====== 本文抜粋
その他の会社でもトラック運送事業の多くは、
取扱貨物の伸び悩み、運賃の下落基調、燃
料費・傭車費の増加などから、前年同期比
二桁の大幅な減益となった。
五二社の連結当期利益率は二・一%で、前
年同期に比べ三・四ポイント改善した。 当期
利益の総額は七六四億円で、〇六年三月期
中間の四五五億円の赤字から黒字転換を果
した。 大幅改善の要因は、国内トラック運送
会社が昨年、減損損失や土地評価損などに
より、大幅な特別損失を計上したことの反動
であり、本業での業績改善というよりは一過
性の要因と言えよう。
五二社全体の連結ベースの有利子負債は
〇六年三月期末より一七四億円減少し一兆
二六七五億円となった。 増加したのは二〇社
で、減少した三一社(横ばい一社を含む)を
下回っており、全体的には依然として減少傾
向が続いていると推測される。
ただし、住友倉庫の有利子負債はTOB
(株式の公開買い付け)による遠州トラック
の子会社化に伴い、〇六年三月期末比で八
八%増加し、四〇八億円となった。 五二社
の株主資本比率は四七%と、〇六年三月期
末と同水準を維持している。
続いて、輸送モード別に中間決算を振り返
っていきたい。 取り上げる分野は大手トラッ
ク、3PL、港湾・倉庫、航空貨物の四つ
である。
============
設問 A: 物流企業の決算に関する文のうち、「五二社全体の連結ベースの有利子負債は」から「末と同水準を維持している。」までを、一字も変えずに書き写しなさい。
設問 B: 物流企業の決算に関する文において、五二社の当期利益が大幅に改善した要因は何とされているか。一〜三文で説明しなさい。
====== データ行
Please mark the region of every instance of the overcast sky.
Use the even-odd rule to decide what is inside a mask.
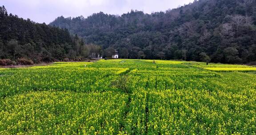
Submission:
[[[24,19],[48,24],[58,16],[84,17],[100,11],[121,15],[131,9],[153,12],[165,11],[194,0],[0,0],[8,13]]]

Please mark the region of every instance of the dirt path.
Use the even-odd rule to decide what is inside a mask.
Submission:
[[[8,66],[0,66],[0,68],[17,68],[30,67],[39,66],[46,66],[49,64],[51,64],[53,63],[53,62],[45,63],[44,63],[31,65],[8,65]]]

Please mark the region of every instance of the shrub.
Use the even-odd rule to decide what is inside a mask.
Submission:
[[[32,65],[34,62],[26,58],[19,58],[18,59],[18,64],[20,65]]]
[[[68,61],[69,61],[69,59],[68,59],[68,58],[65,58],[65,59],[63,59],[63,61],[68,62]]]
[[[0,65],[7,66],[15,64],[15,62],[10,59],[0,59]]]

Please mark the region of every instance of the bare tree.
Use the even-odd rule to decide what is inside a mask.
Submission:
[[[236,30],[236,37],[237,37],[239,27],[243,24],[244,20],[244,16],[241,15],[236,15],[232,18],[232,22],[235,26]]]
[[[222,24],[221,29],[221,35],[227,37],[233,37],[235,36],[235,32],[233,31],[232,25],[230,24],[226,23]]]

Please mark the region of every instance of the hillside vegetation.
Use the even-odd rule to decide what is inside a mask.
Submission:
[[[66,60],[79,61],[100,54],[101,47],[85,44],[67,29],[24,20],[0,7],[0,65]],[[1,60],[1,59],[9,59]]]
[[[60,16],[50,25],[122,58],[248,63],[256,61],[256,7],[253,0],[200,0],[151,14]]]
[[[0,134],[255,135],[255,71],[138,60],[0,68]]]

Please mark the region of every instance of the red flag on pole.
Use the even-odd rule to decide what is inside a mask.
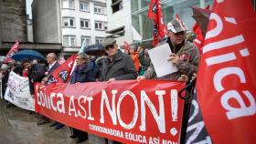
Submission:
[[[209,5],[208,5],[205,9],[209,9]],[[197,46],[199,49],[199,52],[201,53],[202,46],[203,46],[203,44],[205,41],[205,36],[203,36],[202,30],[197,23],[196,23],[193,26],[192,29],[193,29],[194,33],[197,35],[197,37],[194,39],[194,44],[197,45]]]
[[[256,141],[255,26],[251,0],[215,1],[197,82],[213,143]]]
[[[76,55],[73,54],[69,59],[61,64],[57,69],[55,69],[49,76],[48,84],[53,82],[66,83],[70,78],[70,72],[73,65],[76,61]]]
[[[126,41],[124,41],[124,50],[129,50],[129,49],[130,49],[129,44]]]
[[[4,63],[7,63],[12,60],[12,56],[18,51],[19,41],[16,41],[16,44],[12,46],[11,50],[7,53],[6,57],[4,60]]]
[[[160,0],[151,0],[147,16],[154,21],[153,45],[156,46],[159,39],[163,38],[167,33],[163,20]]]

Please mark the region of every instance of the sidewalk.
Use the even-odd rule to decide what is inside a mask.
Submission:
[[[17,107],[6,108],[5,103],[0,100],[0,144],[76,143],[76,139],[69,138],[69,127],[55,130],[50,124],[37,126],[35,115]]]

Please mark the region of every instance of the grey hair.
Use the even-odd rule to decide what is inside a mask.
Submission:
[[[48,57],[51,57],[52,58],[54,58],[55,60],[57,60],[57,56],[55,53],[48,53]]]
[[[8,65],[3,64],[3,65],[1,66],[1,69],[3,69],[3,70],[7,70],[7,69],[8,69]]]
[[[84,58],[86,61],[89,60],[88,55],[86,55],[84,52],[77,54],[77,57],[80,57],[81,58]]]

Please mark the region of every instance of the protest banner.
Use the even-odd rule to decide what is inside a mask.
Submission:
[[[36,84],[36,112],[124,143],[179,143],[185,83],[123,80]]]
[[[3,94],[2,94],[2,79],[0,79],[0,98],[3,99]]]
[[[255,25],[251,0],[214,2],[197,81],[213,143],[256,141]]]
[[[28,77],[11,71],[5,98],[24,109],[35,111],[35,100],[30,95]]]
[[[186,134],[186,144],[192,143],[212,143],[211,138],[205,127],[205,121],[202,118],[202,113],[198,106],[196,90],[190,106],[189,118]]]

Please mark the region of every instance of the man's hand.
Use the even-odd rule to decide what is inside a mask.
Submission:
[[[110,78],[108,81],[115,81],[115,78]]]
[[[144,76],[139,76],[137,77],[137,80],[140,81],[140,80],[144,80],[145,79],[145,77]]]
[[[176,64],[179,60],[179,57],[176,54],[171,54],[169,55],[170,58],[168,59],[168,61],[172,61],[174,64]]]
[[[47,81],[48,81],[48,77],[44,77],[43,80],[42,80],[42,82],[41,82],[41,84],[42,84],[42,85],[45,85],[45,84],[47,83]]]
[[[187,82],[188,81],[188,77],[187,75],[181,75],[178,79],[178,81],[185,81]]]

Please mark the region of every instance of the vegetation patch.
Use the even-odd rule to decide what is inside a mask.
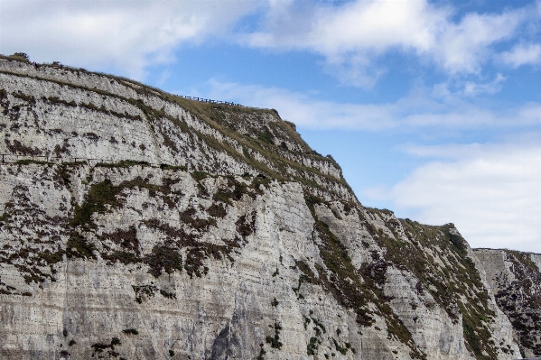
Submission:
[[[265,341],[267,344],[270,344],[270,346],[272,348],[275,348],[275,349],[279,350],[282,348],[282,346],[284,345],[280,342],[280,330],[282,330],[282,326],[278,322],[275,322],[274,328],[275,328],[275,335],[266,337],[265,338]]]

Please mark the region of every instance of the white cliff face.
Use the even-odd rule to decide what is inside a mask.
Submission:
[[[519,357],[454,226],[363,208],[274,111],[0,60],[0,132],[2,358]]]
[[[541,355],[541,255],[510,250],[476,249],[491,294],[517,332],[520,353]]]

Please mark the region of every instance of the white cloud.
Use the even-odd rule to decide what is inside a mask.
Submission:
[[[541,45],[521,43],[516,45],[510,51],[500,55],[501,60],[513,68],[522,65],[541,64]]]
[[[492,81],[479,84],[472,81],[467,81],[464,84],[464,95],[469,97],[475,97],[479,94],[496,94],[501,89],[500,83],[506,79],[501,74],[496,75],[496,78]]]
[[[228,32],[252,1],[2,1],[0,52],[142,78],[185,42]]]
[[[498,80],[498,78],[495,81]],[[461,97],[433,97],[423,90],[394,103],[352,104],[318,100],[284,88],[209,82],[204,97],[252,106],[278,109],[282,117],[301,126],[411,131],[421,128],[512,128],[541,124],[541,104],[527,104],[506,111],[476,106]],[[480,90],[477,90],[480,91]],[[193,93],[193,92],[192,92]]]
[[[527,20],[527,13],[519,9],[471,13],[454,22],[450,8],[427,0],[313,3],[301,22],[282,16],[294,14],[297,4],[273,2],[264,30],[246,34],[246,43],[315,51],[342,81],[365,88],[385,71],[377,65],[378,57],[396,50],[430,59],[450,74],[477,74],[493,55],[491,46],[510,39]]]
[[[365,195],[391,199],[397,213],[416,210],[422,223],[452,222],[473,247],[541,253],[541,147],[461,147],[429,149],[454,159],[428,162],[391,189]]]

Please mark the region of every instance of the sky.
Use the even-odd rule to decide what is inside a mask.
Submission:
[[[541,253],[541,0],[2,0],[14,52],[275,108],[364,206]]]

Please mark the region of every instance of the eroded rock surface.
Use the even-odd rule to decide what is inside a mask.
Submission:
[[[274,110],[2,59],[0,113],[2,358],[536,351],[452,224],[363,207]]]

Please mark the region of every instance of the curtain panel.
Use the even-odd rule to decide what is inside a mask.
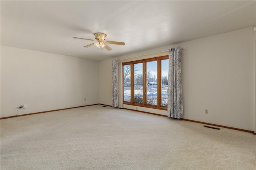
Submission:
[[[118,71],[117,61],[112,61],[112,107],[118,106]]]
[[[181,53],[180,47],[169,51],[167,115],[176,119],[180,119],[183,115]]]

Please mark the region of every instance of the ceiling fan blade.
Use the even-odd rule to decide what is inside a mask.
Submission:
[[[85,48],[88,48],[88,47],[92,47],[92,46],[93,46],[94,45],[94,43],[92,43],[92,44],[89,44],[89,45],[86,45],[85,46],[84,46],[84,47],[85,47]]]
[[[94,41],[94,40],[93,39],[86,39],[86,38],[78,38],[77,37],[73,37],[73,38],[75,38],[75,39],[84,39],[84,40],[86,40],[93,41]]]
[[[109,51],[112,50],[112,49],[108,45],[107,45],[106,44],[105,44],[105,45],[105,45],[105,48],[107,50]]]
[[[107,43],[108,44],[116,44],[117,45],[125,45],[125,43],[123,42],[116,42],[116,41],[105,41],[105,42],[106,43]]]

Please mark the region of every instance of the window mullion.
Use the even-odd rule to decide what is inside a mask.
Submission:
[[[134,64],[131,63],[131,103],[134,102]]]
[[[145,106],[147,104],[147,74],[146,74],[146,62],[144,61],[142,62],[142,70],[143,70],[143,105]]]

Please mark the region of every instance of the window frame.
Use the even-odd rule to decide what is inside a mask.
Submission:
[[[123,72],[124,70],[124,66],[130,64],[130,87],[131,87],[131,100],[130,102],[125,102],[124,100],[124,89],[123,89],[123,104],[135,106],[137,106],[148,107],[153,109],[159,109],[161,110],[167,110],[167,107],[162,106],[162,96],[161,96],[161,88],[162,88],[162,67],[161,61],[163,60],[168,59],[168,55],[164,56],[154,57],[150,59],[144,59],[135,61],[129,61],[122,63]],[[148,62],[157,61],[157,105],[151,105],[147,104],[146,95],[147,95],[147,71],[146,64]],[[142,87],[143,87],[143,102],[142,104],[134,103],[134,64],[140,63],[142,63]],[[124,74],[122,75],[123,80],[124,80]],[[123,87],[124,86],[124,81],[123,81]]]

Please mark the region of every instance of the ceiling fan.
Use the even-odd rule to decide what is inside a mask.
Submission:
[[[87,39],[86,38],[78,38],[77,37],[74,37],[73,38],[76,39],[84,39],[86,40],[90,40],[94,41],[94,43],[92,43],[89,45],[84,46],[84,47],[88,48],[93,46],[95,45],[98,48],[102,49],[103,49],[103,48],[105,48],[108,51],[112,50],[112,49],[110,47],[106,44],[116,44],[117,45],[124,45],[125,43],[122,42],[116,42],[116,41],[104,41],[105,38],[107,36],[107,35],[104,33],[96,33],[94,34],[94,37],[95,37],[96,40],[91,39]]]

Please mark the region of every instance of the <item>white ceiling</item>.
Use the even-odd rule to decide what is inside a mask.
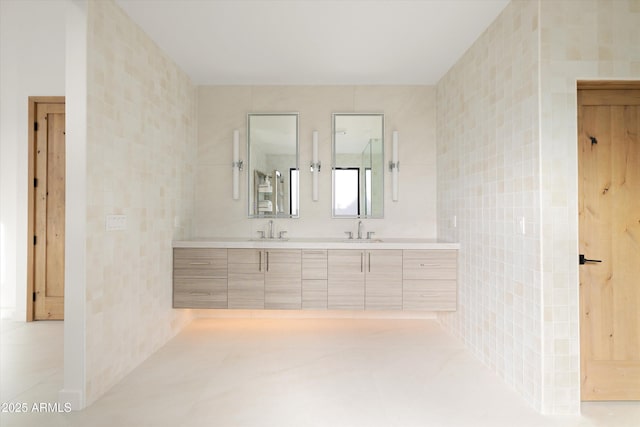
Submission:
[[[435,84],[509,0],[116,0],[198,85]]]

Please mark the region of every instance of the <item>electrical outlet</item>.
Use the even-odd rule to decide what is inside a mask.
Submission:
[[[127,229],[126,215],[107,215],[107,231],[118,231]]]

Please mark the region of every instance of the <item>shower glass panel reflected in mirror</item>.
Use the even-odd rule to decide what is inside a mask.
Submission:
[[[298,113],[251,113],[247,135],[249,217],[298,217]]]
[[[334,218],[384,216],[384,115],[333,115]]]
============
解答例 A:
五二社全体の連結ベースの有利子負債は
〇六年三月期末より一七四億円減少し一兆
二六七五億円となった。 増加したのは二〇社
で、減少した三一社(横ばい一社を含む)を
下回っており、全体的には依然として減少傾
向が続いていると推測される。
ただし、住友倉庫の有利子負債はTOB
(株式の公開買い付け)による遠州トラック
の子会社化に伴い、〇六年三月期末比で八
八%増加し、四〇八億円となった。 五二社
の株主資本比率は四七%と、〇六年三月期
末と同水準を維持している。

解答例 B: 国内トラック運送会社が前年に減損損失や土地評価損などにより大幅な特別損失を計上しており、その反動が表れたためである。そのため、本業での業績改善というより一過性の要因と言えるとされている。